Document section
BEGIN

So we take in experience, but we need to let things make their way through our consciousness for a while and be absorbed by our whole selves. We are bower birds, collecting experience, and from the thrown away apple skins, outer lettuce layers, tea leaves, and chicken bones of our minds come our ideas for stories and poems and songs. But this does not come any time soon. It takes a very long time (three to ten years in the case of literary fiction). We need to keep picking through these scraps until some of the thoughts together form a pattern or can be organised around a central theme, something we can shape into a narrative. We mine our hidden thoughts for ideas. But the ideas need time to percolate: to slowly filter through.
Rumi, the thirteenth-century Sufi poet, summed up what could be the creative process when he wrote ‘The Guest House’:
This being human is a guest house.
Each morning a new arrival.
A joy, a depression, a meanness,
some momentary awareness comes
as an unexpected visitor.
Welcome and entertain them all!
Even if they are a crowd of sorrows,
who violently sweep your house
empty of its furniture,
still, treat each guest honorably.
He may be clearing you out
for some new delight.
The dark thought, the shame, the malice,
meet them at the door laughing and invite
them in.
Be grateful for whoever comes,
because each has been sent
as a guide from beyond.
Jalaluddin Rumi, in The Essential Rumi
Translated by Coleman Barks, 1999
Our work is to keep rummaging through the rubbish bins of our minds, exercising the writing muscle, in readiness to answer that knock at the door when it comes.

END

Entries provided
BEGIN

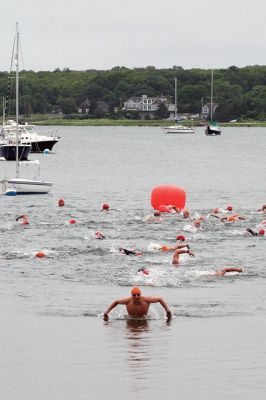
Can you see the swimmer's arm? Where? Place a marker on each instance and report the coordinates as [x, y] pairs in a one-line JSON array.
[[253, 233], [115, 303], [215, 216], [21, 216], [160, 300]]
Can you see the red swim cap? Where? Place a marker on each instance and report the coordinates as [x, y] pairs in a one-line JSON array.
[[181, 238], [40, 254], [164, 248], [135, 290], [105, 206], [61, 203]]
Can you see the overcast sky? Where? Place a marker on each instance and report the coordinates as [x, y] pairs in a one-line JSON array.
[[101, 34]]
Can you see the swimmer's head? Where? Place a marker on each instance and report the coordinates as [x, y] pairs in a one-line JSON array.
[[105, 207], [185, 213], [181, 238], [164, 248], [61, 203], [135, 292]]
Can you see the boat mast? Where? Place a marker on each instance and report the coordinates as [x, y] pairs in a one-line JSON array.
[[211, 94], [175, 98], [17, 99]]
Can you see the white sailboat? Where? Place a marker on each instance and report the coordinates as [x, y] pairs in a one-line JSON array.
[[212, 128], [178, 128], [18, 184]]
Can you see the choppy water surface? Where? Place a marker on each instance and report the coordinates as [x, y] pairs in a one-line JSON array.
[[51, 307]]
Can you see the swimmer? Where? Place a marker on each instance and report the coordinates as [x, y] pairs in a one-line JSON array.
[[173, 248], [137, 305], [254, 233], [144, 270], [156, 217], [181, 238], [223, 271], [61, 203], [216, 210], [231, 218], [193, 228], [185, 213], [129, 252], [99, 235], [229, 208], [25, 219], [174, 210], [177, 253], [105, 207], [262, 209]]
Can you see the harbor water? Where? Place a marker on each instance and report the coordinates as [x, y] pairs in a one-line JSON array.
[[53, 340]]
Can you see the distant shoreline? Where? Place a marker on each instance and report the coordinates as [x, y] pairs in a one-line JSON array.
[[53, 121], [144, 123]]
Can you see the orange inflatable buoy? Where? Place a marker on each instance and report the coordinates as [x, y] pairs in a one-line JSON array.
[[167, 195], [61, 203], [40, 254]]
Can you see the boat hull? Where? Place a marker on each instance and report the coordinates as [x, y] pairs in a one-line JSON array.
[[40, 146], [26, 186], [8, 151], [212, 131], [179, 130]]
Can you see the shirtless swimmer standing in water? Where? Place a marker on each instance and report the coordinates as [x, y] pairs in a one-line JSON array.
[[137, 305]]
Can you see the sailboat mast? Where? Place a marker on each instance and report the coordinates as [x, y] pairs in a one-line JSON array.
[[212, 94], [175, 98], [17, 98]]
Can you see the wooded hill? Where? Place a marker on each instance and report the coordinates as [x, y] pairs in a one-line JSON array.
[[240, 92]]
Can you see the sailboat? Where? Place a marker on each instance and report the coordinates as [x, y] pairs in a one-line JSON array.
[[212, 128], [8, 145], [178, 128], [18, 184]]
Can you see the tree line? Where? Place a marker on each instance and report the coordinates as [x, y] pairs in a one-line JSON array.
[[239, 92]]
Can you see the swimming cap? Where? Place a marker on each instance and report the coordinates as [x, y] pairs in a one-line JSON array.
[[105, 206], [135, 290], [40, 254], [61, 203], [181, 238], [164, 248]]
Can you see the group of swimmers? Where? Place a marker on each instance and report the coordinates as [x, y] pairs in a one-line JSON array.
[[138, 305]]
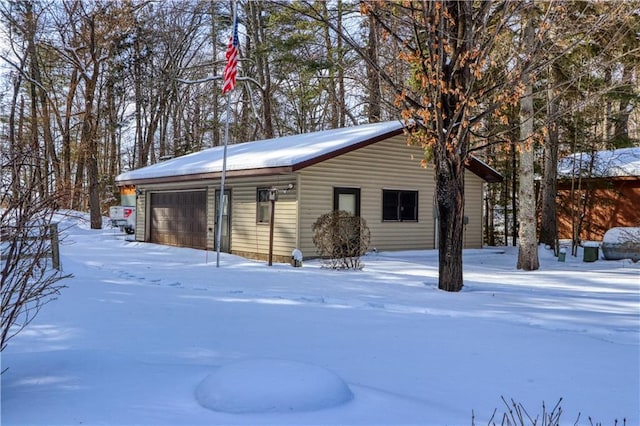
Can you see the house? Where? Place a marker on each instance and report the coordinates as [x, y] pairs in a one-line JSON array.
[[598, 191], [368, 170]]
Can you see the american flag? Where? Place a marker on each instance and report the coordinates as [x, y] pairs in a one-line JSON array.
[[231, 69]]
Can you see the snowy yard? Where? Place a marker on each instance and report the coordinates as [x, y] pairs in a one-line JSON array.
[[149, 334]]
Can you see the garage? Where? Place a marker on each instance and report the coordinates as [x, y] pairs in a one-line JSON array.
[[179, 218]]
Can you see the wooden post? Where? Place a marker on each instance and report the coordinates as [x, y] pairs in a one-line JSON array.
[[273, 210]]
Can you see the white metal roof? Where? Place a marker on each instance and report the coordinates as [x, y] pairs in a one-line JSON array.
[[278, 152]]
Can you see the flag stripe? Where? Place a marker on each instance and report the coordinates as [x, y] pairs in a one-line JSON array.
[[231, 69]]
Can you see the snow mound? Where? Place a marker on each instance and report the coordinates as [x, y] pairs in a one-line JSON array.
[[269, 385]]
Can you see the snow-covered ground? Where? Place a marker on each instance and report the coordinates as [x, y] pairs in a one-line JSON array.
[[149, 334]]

END

Decide whether each statement below agrees with the passage on the creative process. Answer yes or no for each, and quote the deciding words from the passage. (a) Ideas for literary fiction can take three to ten years to come. (b) Rumi is described as a fourteenth-century poet. (c) The quoted poem advises turning the dark thought away at the door.

Task solution
(a) Yes: "three to ten years in the case of literary fiction"
(b) No: "Rumi, the thirteenth-century Sufi poet"
(c) No: "meet them at the door laughing and invite"